- What the exercise asks
Present every line of the records below as a numbered list, leaving out any blank lines.

- Data for this exercise
··········
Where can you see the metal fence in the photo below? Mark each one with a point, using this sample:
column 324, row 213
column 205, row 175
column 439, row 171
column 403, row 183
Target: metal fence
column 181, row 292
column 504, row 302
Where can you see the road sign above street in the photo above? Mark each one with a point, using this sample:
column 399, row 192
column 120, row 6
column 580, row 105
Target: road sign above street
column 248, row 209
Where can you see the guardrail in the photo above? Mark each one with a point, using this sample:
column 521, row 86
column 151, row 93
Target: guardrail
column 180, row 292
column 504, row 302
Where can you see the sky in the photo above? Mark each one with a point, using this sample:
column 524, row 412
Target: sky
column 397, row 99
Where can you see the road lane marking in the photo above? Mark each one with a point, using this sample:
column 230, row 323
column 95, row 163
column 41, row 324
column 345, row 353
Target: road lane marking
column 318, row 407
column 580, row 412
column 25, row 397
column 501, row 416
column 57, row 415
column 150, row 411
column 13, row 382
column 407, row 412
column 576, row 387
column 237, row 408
··········
- Result of this exercise
1. Where can you see the metal fence in the photo below? Mark each one with a point, using this sample:
2. column 324, row 213
3. column 205, row 175
4. column 439, row 171
5. column 403, row 183
6. Target: metal fence
7. column 181, row 292
8. column 504, row 302
9. Where can you see the road sign above street in the photo above? Mark each one with a point, using this sample:
10. column 399, row 192
11. column 120, row 6
12. column 580, row 105
13. Target: road sign above street
14. column 248, row 209
15. Where can you see the guardrail in the photo above? Mark each one with a point, using this sample:
16. column 521, row 86
17. column 151, row 93
18. Target: guardrail
19. column 180, row 292
20. column 504, row 302
21. Where can you see the sky in the photo above? Mark each one with a point, using this sample:
22. column 524, row 412
23. Target: sky
24. column 397, row 99
25. Where can you see the road lane marking in the photo above? Mark each one with a point, using this sample:
26. column 230, row 323
27. column 95, row 163
28. column 41, row 324
29. column 345, row 353
30. Target: road lane marking
31. column 318, row 407
32. column 580, row 412
33. column 25, row 397
34. column 501, row 416
35. column 57, row 415
36. column 150, row 411
37. column 13, row 382
38. column 407, row 412
39. column 576, row 387
40. column 237, row 408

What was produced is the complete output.